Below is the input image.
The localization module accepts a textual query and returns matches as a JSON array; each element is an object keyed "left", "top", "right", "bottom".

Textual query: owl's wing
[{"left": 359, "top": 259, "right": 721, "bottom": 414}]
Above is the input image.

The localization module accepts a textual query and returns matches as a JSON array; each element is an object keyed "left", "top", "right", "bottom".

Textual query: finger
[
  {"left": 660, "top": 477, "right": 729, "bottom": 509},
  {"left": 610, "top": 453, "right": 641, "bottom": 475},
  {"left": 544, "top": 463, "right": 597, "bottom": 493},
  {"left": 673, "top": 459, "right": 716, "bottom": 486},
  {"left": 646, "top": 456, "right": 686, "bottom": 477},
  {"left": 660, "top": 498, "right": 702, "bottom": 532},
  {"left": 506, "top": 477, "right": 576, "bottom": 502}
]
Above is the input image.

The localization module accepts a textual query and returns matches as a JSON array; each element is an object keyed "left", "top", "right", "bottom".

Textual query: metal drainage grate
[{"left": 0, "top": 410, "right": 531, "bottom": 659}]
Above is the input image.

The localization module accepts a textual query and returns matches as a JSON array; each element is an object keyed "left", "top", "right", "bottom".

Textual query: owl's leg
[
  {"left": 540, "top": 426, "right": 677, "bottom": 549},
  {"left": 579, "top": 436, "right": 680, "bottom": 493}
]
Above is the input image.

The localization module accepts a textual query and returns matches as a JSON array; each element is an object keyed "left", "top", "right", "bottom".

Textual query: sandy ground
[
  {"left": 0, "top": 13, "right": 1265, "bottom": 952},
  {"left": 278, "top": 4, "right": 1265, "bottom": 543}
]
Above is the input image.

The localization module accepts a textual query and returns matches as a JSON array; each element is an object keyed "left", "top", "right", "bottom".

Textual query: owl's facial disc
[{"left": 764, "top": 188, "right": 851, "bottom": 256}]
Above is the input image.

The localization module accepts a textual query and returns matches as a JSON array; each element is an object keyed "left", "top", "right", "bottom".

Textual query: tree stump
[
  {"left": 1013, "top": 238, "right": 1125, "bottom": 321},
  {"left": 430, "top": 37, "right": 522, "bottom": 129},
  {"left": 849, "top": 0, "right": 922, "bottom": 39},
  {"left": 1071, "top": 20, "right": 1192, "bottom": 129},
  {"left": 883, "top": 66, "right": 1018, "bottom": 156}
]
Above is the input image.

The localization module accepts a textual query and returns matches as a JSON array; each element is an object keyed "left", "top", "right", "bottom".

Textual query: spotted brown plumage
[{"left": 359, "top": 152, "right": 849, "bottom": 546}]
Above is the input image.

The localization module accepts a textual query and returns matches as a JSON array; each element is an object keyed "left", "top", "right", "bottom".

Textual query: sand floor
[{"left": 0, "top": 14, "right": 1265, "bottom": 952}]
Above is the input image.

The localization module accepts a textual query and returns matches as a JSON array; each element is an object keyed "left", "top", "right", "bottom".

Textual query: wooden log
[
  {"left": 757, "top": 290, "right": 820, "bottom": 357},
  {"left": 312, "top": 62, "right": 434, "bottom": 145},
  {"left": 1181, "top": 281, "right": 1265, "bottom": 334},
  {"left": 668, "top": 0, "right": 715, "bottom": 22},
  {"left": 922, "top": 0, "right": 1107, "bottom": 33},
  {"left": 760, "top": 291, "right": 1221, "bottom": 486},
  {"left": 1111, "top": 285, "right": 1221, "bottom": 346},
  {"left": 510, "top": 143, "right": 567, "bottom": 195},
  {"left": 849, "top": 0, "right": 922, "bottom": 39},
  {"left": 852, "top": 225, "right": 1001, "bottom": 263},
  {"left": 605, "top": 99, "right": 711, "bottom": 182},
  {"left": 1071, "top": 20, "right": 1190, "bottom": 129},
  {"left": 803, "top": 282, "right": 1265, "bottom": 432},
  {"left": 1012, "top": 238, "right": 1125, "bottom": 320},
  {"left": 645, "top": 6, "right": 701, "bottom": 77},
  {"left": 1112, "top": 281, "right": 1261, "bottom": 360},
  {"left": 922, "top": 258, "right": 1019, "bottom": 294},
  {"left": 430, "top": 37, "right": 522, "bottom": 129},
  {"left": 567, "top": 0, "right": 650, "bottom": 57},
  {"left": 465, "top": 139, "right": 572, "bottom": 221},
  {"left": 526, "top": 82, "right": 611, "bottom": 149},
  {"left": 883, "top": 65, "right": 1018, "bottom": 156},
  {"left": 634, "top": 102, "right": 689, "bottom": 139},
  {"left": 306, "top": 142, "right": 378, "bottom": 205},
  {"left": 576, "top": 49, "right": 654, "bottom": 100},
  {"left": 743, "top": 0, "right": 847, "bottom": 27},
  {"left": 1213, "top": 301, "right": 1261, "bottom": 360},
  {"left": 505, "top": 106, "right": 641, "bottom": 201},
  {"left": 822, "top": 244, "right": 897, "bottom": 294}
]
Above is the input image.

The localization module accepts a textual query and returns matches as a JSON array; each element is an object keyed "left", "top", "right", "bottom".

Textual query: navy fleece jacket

━━━━━━━━

Reproduce the records word for word, beginning with their first line and ending after the line that contains "Textual query: owl's wing".

Correct response.
Below is the input image.
The localization module accepts a textual query and returns matches as a JSON array; each element is an object keyed "left", "top", "right", "bottom".

Textual query: owl's wing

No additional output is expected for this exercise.